■ **Exercise requirements**
Arrange the material from the line containing "Mark every instance of the woman's" through the end of the material as a Markdown table with the columns Row and Line. Number each row and leave out blank lines.

■ **Stored rows**
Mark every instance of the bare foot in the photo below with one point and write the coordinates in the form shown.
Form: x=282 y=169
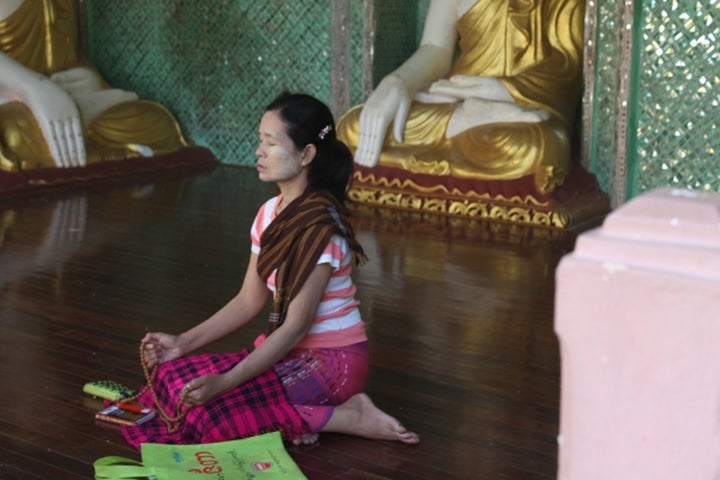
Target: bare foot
x=307 y=439
x=359 y=416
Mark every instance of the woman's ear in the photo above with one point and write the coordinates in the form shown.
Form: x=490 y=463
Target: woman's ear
x=308 y=154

■ **Full answer**
| Row | Line |
|---|---|
| 1 | Mark every instance of the woman's ear in the photo above with one point and write the coordinates in the form shown. |
| 2 | Form: x=490 y=463 |
| 3 | Target: woman's ear |
| 4 | x=308 y=154 |